RECORDS:
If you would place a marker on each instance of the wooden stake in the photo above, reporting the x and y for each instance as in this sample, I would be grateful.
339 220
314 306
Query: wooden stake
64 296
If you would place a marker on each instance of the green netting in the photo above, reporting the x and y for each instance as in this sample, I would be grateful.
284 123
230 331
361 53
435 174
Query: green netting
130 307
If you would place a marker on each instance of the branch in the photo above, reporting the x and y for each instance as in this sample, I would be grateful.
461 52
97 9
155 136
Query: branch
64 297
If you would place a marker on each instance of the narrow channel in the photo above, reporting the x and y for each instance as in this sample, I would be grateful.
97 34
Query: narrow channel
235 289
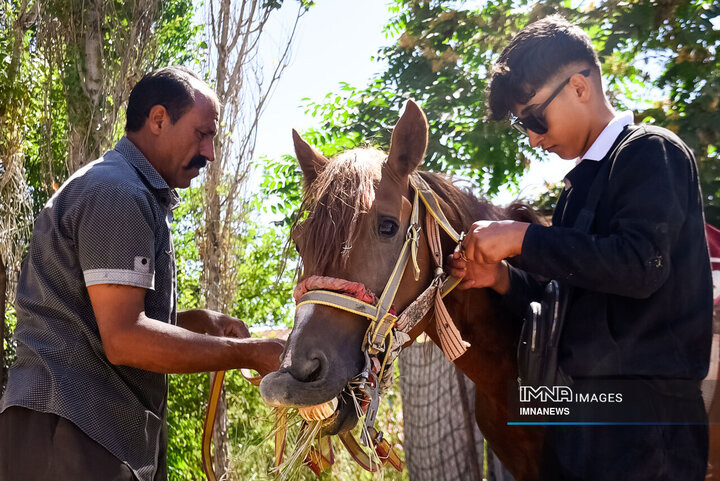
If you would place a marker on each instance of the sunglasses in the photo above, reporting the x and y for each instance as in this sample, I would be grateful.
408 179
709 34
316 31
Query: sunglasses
535 120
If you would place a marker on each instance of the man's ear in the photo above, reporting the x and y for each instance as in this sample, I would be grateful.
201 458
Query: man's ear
584 88
156 118
409 141
311 161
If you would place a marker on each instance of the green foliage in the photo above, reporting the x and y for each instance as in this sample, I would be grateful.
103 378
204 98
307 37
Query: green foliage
445 49
187 399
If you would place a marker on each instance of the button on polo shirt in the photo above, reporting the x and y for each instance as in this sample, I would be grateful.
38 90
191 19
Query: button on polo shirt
107 224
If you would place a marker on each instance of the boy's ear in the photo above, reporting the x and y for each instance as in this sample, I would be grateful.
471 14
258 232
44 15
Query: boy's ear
583 87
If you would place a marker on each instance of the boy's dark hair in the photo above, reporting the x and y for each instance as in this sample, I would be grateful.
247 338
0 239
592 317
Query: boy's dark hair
535 55
172 87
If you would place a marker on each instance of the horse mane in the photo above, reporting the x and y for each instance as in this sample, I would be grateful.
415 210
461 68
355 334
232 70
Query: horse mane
332 205
469 208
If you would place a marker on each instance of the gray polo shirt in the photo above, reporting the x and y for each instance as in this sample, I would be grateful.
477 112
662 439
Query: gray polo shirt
108 224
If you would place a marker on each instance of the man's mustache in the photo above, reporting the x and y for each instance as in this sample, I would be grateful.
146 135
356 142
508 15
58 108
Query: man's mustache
197 162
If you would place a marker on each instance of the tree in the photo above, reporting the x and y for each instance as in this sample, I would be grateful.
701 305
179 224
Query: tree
16 107
236 31
658 50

TASK STATEMENT:
Copy all of the items above word for word and line for line, leaving out the pictures.

RESPONSE TO THE TASK:
If you would place a marker on each instance of the wooden stake in the photo above, reporting the x and y for each instance as in this sample, I would be grateful.
339 220
314 306
Query: wooden stake
64 296
If you would place a marker on each instance of the green netting in the photo above, reporting the x and y for each instance as in this sample, I would be grateful.
284 123
230 331
361 53
435 174
Query: green netting
130 307
If you would place a marker on each instance of the branch in the photo above, reporting the x and y for each instance as in this sample, I would be grateful.
461 52
97 9
155 136
Query: branch
64 297
If you would place a marker on each instance of the narrow channel in the photo above, reporting the x and y for each instance as in this sample, I would be grateful.
97 34
Query: narrow channel
235 289
If you would place a marker on each instance of the sunglasses in the photo above, reporting the x and y for each instance as in this sample, I would be grateful.
408 179
709 34
316 31
Query: sunglasses
535 120
If you would place a marker on each instance of the man's ear in the photo above, reporting the x and y for each instance as in this sample, I would be grateful.
201 458
Query: man's ear
584 88
156 118
409 141
311 161
If you would place a marker on each instance of the green foliage in the photo above, reporting the x and y for each instance as in this sample, I would be grateful.
103 378
204 98
307 37
Query: green foliage
445 49
187 399
If you would place a marker on each instance of the button on polo shirt in the photo above, reporting the x and y for each instance as in this sample, I would be grateful.
38 90
191 19
Query: button on polo shirt
107 224
If you would place a marker on each instance of the boy's ear in the photo above, reporting the x and y for each instance as in this sample, I would be grateful.
471 14
258 232
44 15
Query: boy's ear
583 87
If you would place a marker on each instance of the boy's dark hair in the photo above, reporting the x and y for each instance as in this sample, I would be grateful.
247 338
0 239
592 317
Query: boy's dark hair
535 55
172 87
If you would place a marker on each instance of the horse mane in the photo above, reporting the x and y for each instance as in this sample, I would be grateful.
415 210
461 68
355 334
232 70
Query: horse mane
332 205
469 208
If you would place a marker on each instance of the gray polo shirt in the photo above, reporting the x and y for each instance as in this sample, I would be grateful.
477 112
662 439
Query: gray polo shirt
108 224
If you would place a marker on each instance of the man's mustache in the photo above, reporting the x and y for each instance as in this sample, I would be grateful.
146 135
356 142
508 15
58 108
Query: man's mustache
197 162
If you would place a marker on each instance of the tree in the photo above, reporting the x and y for each instance as in this sample, I would be grateful.
701 305
179 224
Query: tree
16 107
236 31
658 50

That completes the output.